◆ Given data
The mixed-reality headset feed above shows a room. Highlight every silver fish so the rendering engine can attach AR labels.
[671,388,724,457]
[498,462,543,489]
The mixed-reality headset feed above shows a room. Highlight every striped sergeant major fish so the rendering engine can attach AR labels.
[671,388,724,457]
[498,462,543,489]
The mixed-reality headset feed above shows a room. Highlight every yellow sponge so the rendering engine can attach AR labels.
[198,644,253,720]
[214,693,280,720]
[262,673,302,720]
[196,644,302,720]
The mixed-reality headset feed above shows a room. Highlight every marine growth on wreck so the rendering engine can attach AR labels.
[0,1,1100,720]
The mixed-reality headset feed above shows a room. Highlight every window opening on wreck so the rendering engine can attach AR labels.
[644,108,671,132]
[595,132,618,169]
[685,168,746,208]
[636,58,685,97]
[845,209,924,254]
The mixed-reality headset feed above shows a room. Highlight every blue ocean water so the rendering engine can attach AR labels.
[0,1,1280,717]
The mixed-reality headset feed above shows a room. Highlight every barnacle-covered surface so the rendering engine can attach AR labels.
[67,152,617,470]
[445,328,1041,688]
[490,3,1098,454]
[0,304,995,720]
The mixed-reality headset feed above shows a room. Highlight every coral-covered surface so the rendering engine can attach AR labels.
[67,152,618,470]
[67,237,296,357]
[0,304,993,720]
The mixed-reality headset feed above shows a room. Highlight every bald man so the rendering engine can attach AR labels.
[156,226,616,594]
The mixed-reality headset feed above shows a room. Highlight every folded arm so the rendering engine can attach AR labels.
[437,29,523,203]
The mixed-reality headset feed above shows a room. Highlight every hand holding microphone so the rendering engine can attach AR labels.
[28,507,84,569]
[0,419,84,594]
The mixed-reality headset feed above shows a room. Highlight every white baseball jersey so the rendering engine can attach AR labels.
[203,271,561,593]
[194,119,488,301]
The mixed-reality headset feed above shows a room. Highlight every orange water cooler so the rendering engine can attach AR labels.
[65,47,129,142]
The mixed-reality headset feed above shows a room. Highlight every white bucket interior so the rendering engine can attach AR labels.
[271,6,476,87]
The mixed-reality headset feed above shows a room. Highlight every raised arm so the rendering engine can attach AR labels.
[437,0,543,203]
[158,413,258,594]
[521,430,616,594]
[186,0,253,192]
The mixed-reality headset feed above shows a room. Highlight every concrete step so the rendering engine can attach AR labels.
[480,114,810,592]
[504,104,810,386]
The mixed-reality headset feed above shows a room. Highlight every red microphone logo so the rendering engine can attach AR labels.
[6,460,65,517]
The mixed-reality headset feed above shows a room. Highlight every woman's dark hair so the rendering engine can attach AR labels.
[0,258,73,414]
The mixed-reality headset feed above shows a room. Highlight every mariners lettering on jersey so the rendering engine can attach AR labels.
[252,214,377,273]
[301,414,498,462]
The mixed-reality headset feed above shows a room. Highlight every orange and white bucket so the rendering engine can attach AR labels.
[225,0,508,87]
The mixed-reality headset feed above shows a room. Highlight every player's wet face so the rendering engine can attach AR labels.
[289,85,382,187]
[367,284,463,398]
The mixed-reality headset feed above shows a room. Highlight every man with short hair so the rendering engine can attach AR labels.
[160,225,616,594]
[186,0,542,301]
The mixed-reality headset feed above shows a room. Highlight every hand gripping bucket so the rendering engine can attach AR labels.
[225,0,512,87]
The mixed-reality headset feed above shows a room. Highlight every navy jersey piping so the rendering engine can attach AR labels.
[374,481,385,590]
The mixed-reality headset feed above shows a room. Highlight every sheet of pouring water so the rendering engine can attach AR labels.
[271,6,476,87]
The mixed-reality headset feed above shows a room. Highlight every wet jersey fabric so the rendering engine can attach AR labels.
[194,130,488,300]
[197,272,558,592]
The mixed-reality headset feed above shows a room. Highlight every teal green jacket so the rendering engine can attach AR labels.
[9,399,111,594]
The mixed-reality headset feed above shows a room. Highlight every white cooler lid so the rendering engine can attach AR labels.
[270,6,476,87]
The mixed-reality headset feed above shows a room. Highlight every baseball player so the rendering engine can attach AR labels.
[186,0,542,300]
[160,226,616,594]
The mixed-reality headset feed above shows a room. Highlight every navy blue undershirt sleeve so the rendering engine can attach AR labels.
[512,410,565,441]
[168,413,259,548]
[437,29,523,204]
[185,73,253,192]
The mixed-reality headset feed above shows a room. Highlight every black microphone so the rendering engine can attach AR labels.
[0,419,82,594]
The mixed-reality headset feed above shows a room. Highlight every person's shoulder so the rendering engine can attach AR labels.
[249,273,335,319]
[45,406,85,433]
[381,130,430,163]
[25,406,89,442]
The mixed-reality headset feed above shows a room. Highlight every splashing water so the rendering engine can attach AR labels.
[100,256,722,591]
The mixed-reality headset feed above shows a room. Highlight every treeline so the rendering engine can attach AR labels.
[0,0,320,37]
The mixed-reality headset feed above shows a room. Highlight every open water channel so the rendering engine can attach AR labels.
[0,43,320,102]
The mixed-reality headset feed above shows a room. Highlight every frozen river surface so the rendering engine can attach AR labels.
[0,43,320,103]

◆ Work to be completed
Rewrite the part that opens with the line containing "Highlight every mariners" and closes with the line containing "[367,284,463,398]", replacing "bucket" with "pail" and keeping everything else the same.

◆ The answer
The mixed-reality headset feed above shows a room. Highlight every mariners lettering on jersey so the rendering engine can attach AR labels.
[252,214,377,273]
[301,414,498,462]
The mixed-reality headset feed above shows a room. Highlight every orange and white pail so the rendering engine can attach AR labels.
[225,0,508,87]
The mixed-reality headset feed above shows a room. Highlight every player's wet face so the rendering engine can attach AR labels.
[289,85,382,187]
[367,284,463,398]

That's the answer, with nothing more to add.